What is expected:
Put every line of the items below into a numbered list, omitting blank lines.

Dataset content:

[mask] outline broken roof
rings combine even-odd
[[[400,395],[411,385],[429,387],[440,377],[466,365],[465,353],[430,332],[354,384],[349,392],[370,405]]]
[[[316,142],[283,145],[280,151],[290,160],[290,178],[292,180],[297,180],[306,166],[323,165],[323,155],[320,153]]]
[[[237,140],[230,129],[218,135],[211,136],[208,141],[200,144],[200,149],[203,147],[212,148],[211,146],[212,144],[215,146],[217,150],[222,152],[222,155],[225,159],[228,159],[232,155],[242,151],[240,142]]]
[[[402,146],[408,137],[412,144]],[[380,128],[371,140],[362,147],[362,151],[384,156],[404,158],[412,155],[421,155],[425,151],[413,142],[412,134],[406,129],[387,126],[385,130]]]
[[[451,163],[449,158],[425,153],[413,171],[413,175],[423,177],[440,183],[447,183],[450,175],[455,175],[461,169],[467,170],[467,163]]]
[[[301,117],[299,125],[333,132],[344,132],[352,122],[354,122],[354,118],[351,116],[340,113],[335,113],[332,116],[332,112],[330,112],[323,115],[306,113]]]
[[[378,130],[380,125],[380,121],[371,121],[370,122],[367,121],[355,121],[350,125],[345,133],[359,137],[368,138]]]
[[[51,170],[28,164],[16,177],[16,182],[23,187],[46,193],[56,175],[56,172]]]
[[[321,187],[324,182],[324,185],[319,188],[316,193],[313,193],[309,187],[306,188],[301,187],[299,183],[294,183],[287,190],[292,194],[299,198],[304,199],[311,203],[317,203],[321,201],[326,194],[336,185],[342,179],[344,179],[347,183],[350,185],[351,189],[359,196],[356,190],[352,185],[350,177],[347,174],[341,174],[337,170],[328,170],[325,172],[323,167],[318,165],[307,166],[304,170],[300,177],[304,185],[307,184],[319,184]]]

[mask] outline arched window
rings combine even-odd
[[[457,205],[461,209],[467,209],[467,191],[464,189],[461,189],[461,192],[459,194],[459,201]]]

Output for this task:
1. [mask] outline broken roof
2. rings combine even-odd
3. [[[400,395],[411,385],[429,387],[440,377],[466,365],[465,353],[430,332],[354,384],[349,392],[370,405]]]
4. [[[316,142],[283,145],[280,151],[290,160],[290,178],[292,180],[297,180],[306,166],[323,165],[323,155],[320,153]]]
5. [[[237,140],[230,129],[218,135],[211,136],[208,141],[200,144],[200,149],[203,147],[212,148],[211,146],[212,144],[215,146],[217,150],[222,152],[222,155],[225,159],[228,159],[232,155],[242,151],[240,142]]]
6. [[[402,146],[408,137],[412,144]],[[380,128],[371,140],[362,147],[362,151],[384,156],[404,158],[412,155],[421,155],[425,151],[413,142],[412,134],[406,129],[387,126],[385,130]]]
7. [[[451,163],[449,158],[425,153],[413,171],[413,175],[423,177],[440,183],[447,183],[450,175],[455,175],[461,169],[467,170],[467,163]]]
8. [[[301,117],[299,125],[333,132],[344,132],[352,122],[354,122],[354,118],[351,116],[340,113],[335,113],[332,116],[332,112],[330,112],[323,115],[306,113]]]
9. [[[378,130],[380,125],[380,121],[371,121],[370,122],[367,121],[355,121],[350,125],[345,133],[359,137],[368,138]]]
10. [[[51,170],[28,164],[16,177],[16,182],[23,187],[46,193],[56,175],[56,172]]]
11. [[[321,187],[324,182],[324,185],[319,188],[316,193],[313,193],[309,187],[306,188],[301,187],[299,183],[294,183],[287,190],[292,194],[299,198],[304,199],[311,203],[317,203],[321,201],[326,194],[336,185],[342,179],[344,179],[347,183],[350,185],[351,189],[359,196],[356,190],[352,185],[350,177],[347,174],[341,174],[337,170],[328,170],[325,172],[323,167],[318,165],[307,166],[304,170],[300,177],[304,185],[307,184],[319,184]]]
12. [mask] outline arched window
13. rings combine even-odd
14. [[[457,205],[461,209],[467,209],[467,191],[464,189],[461,189],[461,192],[459,194],[459,201]]]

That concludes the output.